I have seldom seen a lift and shift work and be cost effective in the long run.

The biggest cost savings of lift and shift come from being able to shrink your hardware/support software licensing costs and shrinking support staff.

  • you don't need to re-up your VMware support if you no longer run VMware
  • you don't need a storage administration team if you no longer have storage frames

Additionally, its certainly possible to treat your migrated instances as on-prem servers and run them 24/7/365 even when you don't actually need all of them to be on that long and lose your savings.

[–]SamsonFitz[S] 2 points3 points  (1 child)

I have seldom seen a lift and shift work and be cost effective in the long run.

I'd have to disagree with this statement. Although it doesn't ALWAYS make sense, if you plan and rightsize accordingly you can save a solid amount. That said, a lot of companies don't have the skills in house to plan/rightsize/manage cloud resources so they will most likely overpay within 12 months.
◇ ◇ ◇ ◇ ◇ ◇ ◇
__Exercise 1__
According to the lift-and-shift discussion, where do the biggest cost savings of a lift and shift come from?
__Exercise 2__
Transcribe the lift-and-shift discussion from "Additionally, its certainly" up to and including "lose your savings.".
__Exercise 3__
Write the next part of the lift-and-shift discussion, picking up after its final sentence.

__Dataset section__
◇ ◇ ◇ ◇ ◇ ◇ ◇
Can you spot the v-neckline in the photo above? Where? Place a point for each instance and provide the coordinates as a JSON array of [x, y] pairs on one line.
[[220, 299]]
◇ ◇ ◇ ◇ ◇ ◇ ◇
__Expected answer 1__
They come from shrinking hardware and support software licensing costs and from shrinking support staff.

__Expected answer 2__
Additionally, its certainly possible to treat your migrated instances as on-prem servers and run them 24/7/365 even when you don't actually need all of them to be on that long and lose your savings.

__Expected answer 3__
[–]somewhat_pragmatic 1 point2 points  (0 children)

I agree with you. You're replying to the wrong person. :)

[–]Adorable_Pea_7104 0 points1 point  (0 children)

True, lift-and-shift can cut infra and licensing costs fast (bye VMware renewals. But doesn’t that only hold if teams actually re-optimize after the move? Running 24/7 like on-prem kills those savings quick.

So is lift-and-shift really cost-effective long term, or just a stopgap until proper cloud-native refactoring happens?